> **Assigned task**:
Please print exactly the line containing "man in swim" and every line after it to the end of the records below, and nothing more.

> **Material supplied**:
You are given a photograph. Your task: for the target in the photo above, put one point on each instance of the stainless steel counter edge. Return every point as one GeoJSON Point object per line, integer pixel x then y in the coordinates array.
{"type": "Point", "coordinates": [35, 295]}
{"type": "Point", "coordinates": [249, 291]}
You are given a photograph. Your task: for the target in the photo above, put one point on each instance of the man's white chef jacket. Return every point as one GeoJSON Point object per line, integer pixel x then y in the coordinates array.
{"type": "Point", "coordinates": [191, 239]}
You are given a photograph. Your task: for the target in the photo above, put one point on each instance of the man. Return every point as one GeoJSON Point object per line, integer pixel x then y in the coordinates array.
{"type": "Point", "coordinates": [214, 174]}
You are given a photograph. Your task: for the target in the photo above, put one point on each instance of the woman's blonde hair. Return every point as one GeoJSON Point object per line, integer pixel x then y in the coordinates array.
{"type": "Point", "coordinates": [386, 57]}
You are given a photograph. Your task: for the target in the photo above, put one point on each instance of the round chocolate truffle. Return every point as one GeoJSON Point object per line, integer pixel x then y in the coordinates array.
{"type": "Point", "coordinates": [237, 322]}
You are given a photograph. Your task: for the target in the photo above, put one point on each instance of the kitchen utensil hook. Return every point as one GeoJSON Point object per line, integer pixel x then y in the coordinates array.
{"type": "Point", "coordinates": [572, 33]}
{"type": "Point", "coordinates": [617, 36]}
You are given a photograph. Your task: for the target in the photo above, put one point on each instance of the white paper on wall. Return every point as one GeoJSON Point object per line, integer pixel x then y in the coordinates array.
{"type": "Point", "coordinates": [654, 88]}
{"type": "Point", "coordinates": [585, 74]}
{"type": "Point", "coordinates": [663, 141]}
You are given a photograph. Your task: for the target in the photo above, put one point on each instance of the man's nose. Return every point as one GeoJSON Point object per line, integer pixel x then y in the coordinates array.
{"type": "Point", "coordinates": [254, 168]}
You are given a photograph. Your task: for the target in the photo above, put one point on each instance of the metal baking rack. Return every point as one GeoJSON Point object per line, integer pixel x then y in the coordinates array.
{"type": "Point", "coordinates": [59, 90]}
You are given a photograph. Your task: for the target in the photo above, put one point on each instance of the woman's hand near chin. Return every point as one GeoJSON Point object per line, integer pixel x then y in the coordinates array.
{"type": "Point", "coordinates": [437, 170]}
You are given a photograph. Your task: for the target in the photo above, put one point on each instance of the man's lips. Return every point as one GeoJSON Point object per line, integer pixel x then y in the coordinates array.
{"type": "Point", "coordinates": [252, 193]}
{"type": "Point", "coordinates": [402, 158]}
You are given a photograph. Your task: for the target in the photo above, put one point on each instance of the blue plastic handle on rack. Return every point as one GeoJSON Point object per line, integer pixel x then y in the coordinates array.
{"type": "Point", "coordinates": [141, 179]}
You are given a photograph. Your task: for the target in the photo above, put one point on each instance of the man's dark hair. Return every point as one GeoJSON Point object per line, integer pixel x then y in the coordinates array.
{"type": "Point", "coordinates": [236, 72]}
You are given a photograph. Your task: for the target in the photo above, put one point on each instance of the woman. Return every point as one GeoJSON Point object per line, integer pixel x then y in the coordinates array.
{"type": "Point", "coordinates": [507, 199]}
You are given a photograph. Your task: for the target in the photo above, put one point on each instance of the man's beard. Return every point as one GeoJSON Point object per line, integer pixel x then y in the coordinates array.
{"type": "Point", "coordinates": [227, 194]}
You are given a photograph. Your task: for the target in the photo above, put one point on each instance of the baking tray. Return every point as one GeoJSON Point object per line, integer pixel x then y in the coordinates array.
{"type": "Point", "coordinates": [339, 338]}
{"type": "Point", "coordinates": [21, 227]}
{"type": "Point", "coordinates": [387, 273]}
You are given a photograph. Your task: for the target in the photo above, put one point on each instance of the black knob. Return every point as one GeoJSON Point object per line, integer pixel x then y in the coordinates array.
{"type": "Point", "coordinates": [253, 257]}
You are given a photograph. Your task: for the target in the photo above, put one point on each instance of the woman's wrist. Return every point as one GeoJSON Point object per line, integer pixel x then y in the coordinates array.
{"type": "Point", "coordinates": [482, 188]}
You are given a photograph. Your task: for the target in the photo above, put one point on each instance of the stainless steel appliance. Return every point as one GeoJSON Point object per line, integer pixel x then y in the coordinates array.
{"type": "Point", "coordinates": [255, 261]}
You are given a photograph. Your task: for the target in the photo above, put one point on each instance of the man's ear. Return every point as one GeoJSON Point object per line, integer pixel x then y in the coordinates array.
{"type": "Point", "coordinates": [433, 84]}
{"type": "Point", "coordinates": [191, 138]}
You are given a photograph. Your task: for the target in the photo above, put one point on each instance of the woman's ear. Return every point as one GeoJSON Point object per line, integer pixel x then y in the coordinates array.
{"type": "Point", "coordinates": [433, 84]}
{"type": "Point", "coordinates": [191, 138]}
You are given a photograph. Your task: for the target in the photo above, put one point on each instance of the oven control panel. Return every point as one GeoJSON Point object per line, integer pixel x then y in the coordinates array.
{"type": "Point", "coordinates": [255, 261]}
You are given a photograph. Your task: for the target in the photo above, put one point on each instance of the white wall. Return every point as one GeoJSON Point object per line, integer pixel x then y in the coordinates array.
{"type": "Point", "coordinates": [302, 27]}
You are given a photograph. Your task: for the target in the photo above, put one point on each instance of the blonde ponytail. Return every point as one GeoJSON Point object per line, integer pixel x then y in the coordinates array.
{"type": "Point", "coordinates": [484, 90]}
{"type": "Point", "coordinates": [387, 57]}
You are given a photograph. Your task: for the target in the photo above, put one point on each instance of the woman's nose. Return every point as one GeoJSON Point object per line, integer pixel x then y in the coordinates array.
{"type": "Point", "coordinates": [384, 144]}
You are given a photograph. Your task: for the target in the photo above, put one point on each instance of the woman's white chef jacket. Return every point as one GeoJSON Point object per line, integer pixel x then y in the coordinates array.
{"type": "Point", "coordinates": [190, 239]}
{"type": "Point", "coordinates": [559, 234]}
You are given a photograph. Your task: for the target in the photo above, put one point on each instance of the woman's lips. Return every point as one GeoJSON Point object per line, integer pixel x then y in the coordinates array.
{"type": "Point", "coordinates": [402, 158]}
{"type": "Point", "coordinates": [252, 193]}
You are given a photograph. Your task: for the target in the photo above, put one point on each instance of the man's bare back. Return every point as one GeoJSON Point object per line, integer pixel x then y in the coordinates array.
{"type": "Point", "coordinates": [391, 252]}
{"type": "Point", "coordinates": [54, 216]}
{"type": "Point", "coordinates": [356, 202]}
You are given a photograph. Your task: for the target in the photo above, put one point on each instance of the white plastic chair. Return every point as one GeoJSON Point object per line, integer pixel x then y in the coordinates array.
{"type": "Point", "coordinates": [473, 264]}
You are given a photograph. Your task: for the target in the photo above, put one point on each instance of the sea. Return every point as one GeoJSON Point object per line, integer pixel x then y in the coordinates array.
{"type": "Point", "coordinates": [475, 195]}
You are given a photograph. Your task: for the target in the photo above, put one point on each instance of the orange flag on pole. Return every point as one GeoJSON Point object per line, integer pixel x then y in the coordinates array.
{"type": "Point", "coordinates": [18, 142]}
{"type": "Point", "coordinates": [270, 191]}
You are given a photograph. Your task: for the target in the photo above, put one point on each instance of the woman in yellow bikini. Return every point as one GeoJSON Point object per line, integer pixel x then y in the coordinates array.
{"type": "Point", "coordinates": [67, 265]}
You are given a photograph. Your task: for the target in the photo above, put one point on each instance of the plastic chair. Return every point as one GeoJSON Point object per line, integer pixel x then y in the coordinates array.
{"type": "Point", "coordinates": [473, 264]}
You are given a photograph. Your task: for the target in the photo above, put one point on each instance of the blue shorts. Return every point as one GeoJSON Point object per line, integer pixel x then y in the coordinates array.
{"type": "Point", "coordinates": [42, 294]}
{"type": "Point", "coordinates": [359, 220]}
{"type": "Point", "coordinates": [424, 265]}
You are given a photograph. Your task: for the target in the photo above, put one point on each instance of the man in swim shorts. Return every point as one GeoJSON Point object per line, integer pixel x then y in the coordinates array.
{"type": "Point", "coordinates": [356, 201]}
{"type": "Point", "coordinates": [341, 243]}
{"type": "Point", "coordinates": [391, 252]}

> **Answer box**:
You are given a photograph. Your task: for the target in the photo above, put one point on each instance of the man in swim shorts. Return every point as one GeoJSON Point object per line, integer pixel x then y in the coordinates array.
{"type": "Point", "coordinates": [356, 201]}
{"type": "Point", "coordinates": [341, 243]}
{"type": "Point", "coordinates": [391, 252]}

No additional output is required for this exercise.